* _Directions_:
From the post about a production outage, reproduce word for word the passage between "The solution? Might" and "(or more) things.", inclusive.

* _Excerpt_:
Start of Block
My birthday present this year was a production outage.
Some people go for cake and ice cream. Others plan a fun outing. I got an outage instead of an outing. And it was anything but fun.
In the midst of it, my colleague and I vacillated between triaging the issue and fuming about how difficult it was to find its source.
And as I came up for air to connect with my patient and insightful wife, I shared with her how inadequate I felt, and consulted with her in how to communicate effectively with the affected client.
They needed to know we were going to fix it. They needed that fix to be fast. They needed to know the fix would last.
We tactfully crafted emails and had reassuring phone calls with them. We updated them often and gave them the right amount of transparency and technical insight.
But here are the truths that we couldn't tell them.
1. We were not prepared for this
As is the case with many engineers on many projects, we inherited this application. We were left with little documentation and poor tools for debugging production. And there are too many moving parts to count.
It's like we're taking a fire extinguisher into a forest fire.
Our time and your financial budget didn't allow for extensive preparations for a production outage, and now we're facing the heat. In more ways than one, we were not prepared for this.
2. The cause of the outage could be one of 20 things
The cause? Might be the server. Might be the code. Might be the database or a third-party package. Might be food poisoning. Might be our fault. Might be yours.
The solution? Might just need a restart. Might need an index on that database table. Might need to update that package or configuration setting. Might need Pepto-Bismol. Might need to burn the whole thing and start again.
3. We have absolutely no idea how long it's going to take to fix
A restart of the server could take ten minutes. A rebuild of the server could take anywhere from ten hours to ten days. We might be able to track down the bug in a few minutes, or we may never discover what actually happened.
It all depends on identifying the cause, and we've already established that could be one of 20 (or more) things.
We've also established that we weren't prepared for this. Might as well leave us alone and trust that we care enough to fix the problem as fast as possible.
In the meantime, we'd suggest you considering reworking your definition of "fast".
4. We need the problem to manifest again before we can figure out the cause
Because we have so little in the way of tools and documentation, we're basically flying blind. Thankfully, we've installed some monitoring tools to help us out.
End of Block
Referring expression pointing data
Start of Block
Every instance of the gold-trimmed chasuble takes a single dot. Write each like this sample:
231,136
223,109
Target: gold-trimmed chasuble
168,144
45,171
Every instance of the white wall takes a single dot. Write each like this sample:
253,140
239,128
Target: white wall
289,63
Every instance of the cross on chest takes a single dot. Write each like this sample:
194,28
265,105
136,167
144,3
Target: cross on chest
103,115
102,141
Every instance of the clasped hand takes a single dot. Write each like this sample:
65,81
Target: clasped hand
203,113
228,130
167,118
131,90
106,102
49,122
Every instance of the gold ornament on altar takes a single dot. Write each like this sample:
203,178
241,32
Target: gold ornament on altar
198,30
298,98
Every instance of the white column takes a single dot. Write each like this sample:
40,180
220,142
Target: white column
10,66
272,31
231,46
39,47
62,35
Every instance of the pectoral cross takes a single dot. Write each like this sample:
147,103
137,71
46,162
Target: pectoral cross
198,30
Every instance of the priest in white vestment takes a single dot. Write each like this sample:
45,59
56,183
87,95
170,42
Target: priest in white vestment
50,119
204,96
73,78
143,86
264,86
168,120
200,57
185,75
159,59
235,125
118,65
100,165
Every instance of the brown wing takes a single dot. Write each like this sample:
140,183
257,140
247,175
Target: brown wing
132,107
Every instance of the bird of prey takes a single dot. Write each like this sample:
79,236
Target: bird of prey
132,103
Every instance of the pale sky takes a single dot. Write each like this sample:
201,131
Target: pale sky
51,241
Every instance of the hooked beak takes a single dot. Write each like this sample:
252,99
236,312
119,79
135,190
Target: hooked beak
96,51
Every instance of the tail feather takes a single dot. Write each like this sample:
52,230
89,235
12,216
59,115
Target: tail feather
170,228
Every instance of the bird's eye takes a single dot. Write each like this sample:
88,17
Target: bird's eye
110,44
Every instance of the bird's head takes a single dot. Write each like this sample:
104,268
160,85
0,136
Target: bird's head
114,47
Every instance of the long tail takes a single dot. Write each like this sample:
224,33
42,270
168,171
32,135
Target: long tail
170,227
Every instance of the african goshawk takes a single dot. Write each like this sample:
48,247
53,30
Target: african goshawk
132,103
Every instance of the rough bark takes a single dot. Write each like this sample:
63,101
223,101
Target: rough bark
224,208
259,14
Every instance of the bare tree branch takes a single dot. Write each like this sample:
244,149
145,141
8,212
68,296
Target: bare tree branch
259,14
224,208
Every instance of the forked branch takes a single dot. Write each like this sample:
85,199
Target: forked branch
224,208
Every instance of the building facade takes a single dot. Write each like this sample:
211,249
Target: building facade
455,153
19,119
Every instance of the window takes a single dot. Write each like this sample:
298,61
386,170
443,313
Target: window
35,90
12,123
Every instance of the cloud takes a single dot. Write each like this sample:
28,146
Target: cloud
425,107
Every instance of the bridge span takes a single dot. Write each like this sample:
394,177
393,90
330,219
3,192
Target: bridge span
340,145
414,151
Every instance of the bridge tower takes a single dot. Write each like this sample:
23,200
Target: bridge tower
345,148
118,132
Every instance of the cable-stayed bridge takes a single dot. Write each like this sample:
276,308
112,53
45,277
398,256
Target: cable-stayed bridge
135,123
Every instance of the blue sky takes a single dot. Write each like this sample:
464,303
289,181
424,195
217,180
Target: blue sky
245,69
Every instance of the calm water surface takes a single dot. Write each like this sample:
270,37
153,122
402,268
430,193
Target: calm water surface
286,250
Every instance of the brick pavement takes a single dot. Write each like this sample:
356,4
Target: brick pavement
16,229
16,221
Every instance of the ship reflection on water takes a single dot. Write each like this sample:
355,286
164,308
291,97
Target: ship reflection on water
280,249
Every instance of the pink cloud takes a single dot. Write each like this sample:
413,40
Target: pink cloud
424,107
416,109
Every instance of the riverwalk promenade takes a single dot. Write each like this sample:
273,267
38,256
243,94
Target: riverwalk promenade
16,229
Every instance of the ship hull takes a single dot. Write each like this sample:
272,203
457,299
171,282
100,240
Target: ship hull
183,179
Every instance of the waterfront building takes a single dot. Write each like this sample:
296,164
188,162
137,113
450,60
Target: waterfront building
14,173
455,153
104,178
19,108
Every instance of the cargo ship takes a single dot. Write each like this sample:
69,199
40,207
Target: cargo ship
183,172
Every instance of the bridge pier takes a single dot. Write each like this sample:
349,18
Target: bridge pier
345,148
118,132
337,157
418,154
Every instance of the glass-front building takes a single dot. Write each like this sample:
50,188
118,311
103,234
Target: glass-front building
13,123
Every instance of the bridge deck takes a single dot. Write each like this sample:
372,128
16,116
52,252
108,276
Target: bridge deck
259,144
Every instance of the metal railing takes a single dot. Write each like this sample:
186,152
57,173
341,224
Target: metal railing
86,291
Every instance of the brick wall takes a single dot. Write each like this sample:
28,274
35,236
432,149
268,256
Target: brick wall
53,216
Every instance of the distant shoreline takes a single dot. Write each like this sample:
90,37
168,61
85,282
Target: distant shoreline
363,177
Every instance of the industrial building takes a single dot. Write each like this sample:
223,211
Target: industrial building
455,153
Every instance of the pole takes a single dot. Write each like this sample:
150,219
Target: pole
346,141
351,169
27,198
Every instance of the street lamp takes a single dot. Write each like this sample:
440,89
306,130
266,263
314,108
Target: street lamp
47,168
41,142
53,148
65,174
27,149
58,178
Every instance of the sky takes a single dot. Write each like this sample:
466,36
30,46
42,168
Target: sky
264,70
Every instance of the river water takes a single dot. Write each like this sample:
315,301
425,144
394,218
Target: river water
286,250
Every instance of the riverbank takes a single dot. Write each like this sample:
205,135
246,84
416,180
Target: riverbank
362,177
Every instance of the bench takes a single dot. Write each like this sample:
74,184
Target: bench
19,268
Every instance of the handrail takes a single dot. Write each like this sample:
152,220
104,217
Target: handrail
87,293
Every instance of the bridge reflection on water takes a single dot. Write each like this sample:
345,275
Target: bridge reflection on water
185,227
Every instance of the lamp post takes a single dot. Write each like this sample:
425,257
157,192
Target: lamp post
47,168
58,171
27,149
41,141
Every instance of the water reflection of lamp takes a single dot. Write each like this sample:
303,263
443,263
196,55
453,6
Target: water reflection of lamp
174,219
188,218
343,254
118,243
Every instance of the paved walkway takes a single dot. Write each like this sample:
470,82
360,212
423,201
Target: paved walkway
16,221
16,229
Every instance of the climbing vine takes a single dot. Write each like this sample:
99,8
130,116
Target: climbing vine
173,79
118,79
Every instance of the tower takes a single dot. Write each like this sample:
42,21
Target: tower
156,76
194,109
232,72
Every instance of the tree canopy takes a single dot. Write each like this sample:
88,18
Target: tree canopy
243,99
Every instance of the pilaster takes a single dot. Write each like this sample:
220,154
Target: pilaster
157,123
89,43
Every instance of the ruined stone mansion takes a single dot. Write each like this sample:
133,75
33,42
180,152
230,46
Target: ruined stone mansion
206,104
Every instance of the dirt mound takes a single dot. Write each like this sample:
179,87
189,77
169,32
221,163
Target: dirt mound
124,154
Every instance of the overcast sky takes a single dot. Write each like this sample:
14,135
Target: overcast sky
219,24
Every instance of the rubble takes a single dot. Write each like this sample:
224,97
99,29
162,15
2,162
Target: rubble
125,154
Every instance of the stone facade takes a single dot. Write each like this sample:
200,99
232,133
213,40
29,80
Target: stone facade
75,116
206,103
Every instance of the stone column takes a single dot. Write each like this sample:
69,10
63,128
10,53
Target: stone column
End of Block
* _Solved exercise_:
The solution? Might just need a restart. Might need an index on that database table. Might need to update that package or configuration setting. Might need Pepto-Bismol. Might need to burn the whole thing and start again.
3. We have absolutely no idea how long it's going to take to fix
A restart of the server could take ten minutes. A rebuild of the server could take anywhere from ten hours to ten days. We might be able to track down the bug in a few minutes, or we may never discover what actually happened.
It all depends on identifying the cause, and we've already established that could be one of 20 (or more) things.